### PROMPT A
Answer these questions from the introduction on art history publishing, one answer per line:
(i) Which born-digital, peer-reviewed journals does the field have?
(ii) Through what service are back issues of the journals of record available online?
(iii) What do tenure and promotion standards privilege over other types of publication?
### PROMPT B
List every kind of investment that the introduction on art history publishing says has created a new infrastructure.

### SOURCE
※

Summary: Introduction to "Art History and Its Publications in the Electronic Age", Part III. "Electronic Publication".
Art history straddles the digital divide. Its pedagogical practices have been transformed by digital technology, but its scholarship remains wedded to the printed page. Important investments in digital image libraries, multimedia laboratories and electronic classrooms have created a new infrastructure and allowed art historians to convert from slides to scans, but the forces that have transformed the classroom, library and scholar's desk have yet to enhance publishing options. The field's born-digital, peer-reviewed journals are limited to 19th-Century Art Worldwide and caa.reviews, which, as their names imply, are limited in scope. The journals of record are not published digitally, although back issues are available online through JSTOR.
The absence of electronic publishing outlets tailored to art history has several explanations, some legal, some technical, some based on scholarly traditions. Copyright owners have curtailed access to digital materials, and entry barriers on university sites deter electronic publication. The delivery, display, and manipulation of high-quality digital images as well as the preservation of digital materials present technical challenges. The problems of copyright, image quality, and stability of the digital file tend to reinforce some resistance to electronic forms of scholarly publication. Art history is invested in the monographic book as the prime vehicle for transmission of knowledge and academic advancement, and this bias is reinforced by tenure and promotion standards that privilege books over other types of publication.

※

### SOURCE MATERIAL
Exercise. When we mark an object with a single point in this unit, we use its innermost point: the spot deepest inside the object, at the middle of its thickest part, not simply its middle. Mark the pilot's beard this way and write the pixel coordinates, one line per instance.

※

### FULL RESPONSE A
(i) 19th-Century Art Worldwide and caa.reviews
(ii) JSTOR
(iii) Books

### FULL RESPONSE B
- Digital image libraries
- Multimedia laboratories
- Electronic classrooms